- Information provided -
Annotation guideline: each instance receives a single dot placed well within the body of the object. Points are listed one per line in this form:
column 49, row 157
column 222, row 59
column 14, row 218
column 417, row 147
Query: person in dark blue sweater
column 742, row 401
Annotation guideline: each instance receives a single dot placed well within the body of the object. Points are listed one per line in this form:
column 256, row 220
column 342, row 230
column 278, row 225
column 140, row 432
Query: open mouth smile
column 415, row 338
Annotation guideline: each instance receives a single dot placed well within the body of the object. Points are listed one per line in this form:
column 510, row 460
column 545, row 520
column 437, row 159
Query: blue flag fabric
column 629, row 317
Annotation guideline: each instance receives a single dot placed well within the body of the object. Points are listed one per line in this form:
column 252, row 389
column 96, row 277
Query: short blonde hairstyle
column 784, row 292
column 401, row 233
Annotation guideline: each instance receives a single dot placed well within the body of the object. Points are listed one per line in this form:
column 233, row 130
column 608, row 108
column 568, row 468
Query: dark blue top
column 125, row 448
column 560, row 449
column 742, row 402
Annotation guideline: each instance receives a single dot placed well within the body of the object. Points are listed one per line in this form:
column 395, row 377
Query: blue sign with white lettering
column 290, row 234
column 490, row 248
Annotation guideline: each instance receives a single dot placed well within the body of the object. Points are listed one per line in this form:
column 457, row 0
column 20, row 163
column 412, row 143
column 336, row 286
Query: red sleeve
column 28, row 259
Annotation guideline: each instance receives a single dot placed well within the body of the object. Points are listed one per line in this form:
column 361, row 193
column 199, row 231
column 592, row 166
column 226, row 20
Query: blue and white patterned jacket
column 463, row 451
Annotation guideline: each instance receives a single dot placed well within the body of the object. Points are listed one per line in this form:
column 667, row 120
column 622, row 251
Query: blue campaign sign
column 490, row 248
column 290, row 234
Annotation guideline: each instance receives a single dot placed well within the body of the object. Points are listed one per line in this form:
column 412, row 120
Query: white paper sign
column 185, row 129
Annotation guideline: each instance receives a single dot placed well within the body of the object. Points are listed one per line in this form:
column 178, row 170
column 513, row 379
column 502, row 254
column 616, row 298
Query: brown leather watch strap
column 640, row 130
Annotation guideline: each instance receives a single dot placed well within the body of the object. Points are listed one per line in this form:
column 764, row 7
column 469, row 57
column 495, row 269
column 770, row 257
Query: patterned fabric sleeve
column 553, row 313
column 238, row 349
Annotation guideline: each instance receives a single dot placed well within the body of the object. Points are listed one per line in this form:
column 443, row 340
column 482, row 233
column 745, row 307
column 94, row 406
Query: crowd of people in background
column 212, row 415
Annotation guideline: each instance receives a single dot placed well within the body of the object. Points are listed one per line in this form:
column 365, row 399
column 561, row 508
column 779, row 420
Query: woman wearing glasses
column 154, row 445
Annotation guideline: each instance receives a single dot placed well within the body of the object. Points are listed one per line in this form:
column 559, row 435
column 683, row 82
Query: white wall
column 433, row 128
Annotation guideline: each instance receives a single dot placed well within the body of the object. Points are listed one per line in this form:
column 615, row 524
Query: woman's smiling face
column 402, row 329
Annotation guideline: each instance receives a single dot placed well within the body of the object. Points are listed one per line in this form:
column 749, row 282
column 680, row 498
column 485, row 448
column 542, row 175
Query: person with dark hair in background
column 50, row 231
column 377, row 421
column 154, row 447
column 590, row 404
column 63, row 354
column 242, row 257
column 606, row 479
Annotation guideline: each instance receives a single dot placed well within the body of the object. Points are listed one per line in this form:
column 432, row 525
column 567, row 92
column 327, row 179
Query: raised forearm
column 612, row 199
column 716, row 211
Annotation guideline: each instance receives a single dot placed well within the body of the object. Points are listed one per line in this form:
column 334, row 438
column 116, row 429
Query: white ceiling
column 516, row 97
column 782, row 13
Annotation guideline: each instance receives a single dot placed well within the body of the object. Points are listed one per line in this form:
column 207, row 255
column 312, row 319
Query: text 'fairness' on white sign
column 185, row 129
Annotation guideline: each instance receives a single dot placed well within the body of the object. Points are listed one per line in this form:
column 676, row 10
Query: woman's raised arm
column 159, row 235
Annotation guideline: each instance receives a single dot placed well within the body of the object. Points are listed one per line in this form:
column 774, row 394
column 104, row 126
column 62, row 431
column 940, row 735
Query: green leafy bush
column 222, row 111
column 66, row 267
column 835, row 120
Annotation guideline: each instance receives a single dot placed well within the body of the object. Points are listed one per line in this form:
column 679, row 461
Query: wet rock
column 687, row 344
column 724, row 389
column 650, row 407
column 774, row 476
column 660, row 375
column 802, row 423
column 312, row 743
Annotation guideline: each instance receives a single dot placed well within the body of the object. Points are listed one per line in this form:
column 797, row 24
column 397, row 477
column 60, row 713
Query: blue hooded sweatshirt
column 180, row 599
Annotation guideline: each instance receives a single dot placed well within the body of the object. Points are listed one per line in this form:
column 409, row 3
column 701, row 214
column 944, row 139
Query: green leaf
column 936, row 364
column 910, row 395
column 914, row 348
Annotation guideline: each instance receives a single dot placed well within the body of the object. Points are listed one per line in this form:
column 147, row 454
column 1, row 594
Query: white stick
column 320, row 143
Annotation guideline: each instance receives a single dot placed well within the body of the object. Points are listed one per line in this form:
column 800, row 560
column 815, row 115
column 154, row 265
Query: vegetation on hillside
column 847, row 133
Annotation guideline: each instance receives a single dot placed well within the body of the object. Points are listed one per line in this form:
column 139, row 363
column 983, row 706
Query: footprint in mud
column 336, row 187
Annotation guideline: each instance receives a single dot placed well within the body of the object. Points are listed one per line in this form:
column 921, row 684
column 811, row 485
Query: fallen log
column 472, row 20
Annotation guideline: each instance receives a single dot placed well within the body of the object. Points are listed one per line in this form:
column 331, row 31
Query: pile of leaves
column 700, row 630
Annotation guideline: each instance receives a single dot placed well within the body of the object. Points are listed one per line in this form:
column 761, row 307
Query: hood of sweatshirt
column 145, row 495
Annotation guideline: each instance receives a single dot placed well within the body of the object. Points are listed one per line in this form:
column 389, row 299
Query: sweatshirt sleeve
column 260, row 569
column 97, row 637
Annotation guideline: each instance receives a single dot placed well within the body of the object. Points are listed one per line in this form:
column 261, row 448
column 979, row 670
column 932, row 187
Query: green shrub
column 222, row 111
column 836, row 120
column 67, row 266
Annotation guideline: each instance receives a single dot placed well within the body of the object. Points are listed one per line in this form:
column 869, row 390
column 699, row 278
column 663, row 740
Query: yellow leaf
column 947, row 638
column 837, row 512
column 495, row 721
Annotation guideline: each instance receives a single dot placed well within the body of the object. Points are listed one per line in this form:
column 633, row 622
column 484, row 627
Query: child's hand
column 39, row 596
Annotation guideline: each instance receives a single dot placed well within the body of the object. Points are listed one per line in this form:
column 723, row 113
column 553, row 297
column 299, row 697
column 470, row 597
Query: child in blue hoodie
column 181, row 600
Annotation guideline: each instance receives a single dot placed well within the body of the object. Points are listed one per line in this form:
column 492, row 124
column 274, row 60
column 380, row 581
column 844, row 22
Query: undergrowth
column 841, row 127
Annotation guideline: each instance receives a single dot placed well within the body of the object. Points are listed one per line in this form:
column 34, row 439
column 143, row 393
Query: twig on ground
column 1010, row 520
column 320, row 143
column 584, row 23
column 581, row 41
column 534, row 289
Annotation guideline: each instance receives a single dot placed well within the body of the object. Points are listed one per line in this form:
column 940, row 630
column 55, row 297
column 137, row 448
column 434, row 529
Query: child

- What the task requires -
Copy the listing above verbatim, from its first line through the line reading "column 415, row 338".

- Reply -
Annotation guideline: each instance receives a single dot placed well within the body of the object. Points are listed one per line in this form:
column 49, row 157
column 222, row 59
column 14, row 218
column 417, row 147
Query: person in dark blue sweater
column 742, row 401
Annotation guideline: each instance receives a single dot placed well within the body of the object. Points are listed one per line in this form:
column 256, row 220
column 342, row 230
column 278, row 225
column 140, row 432
Query: open mouth smile
column 415, row 338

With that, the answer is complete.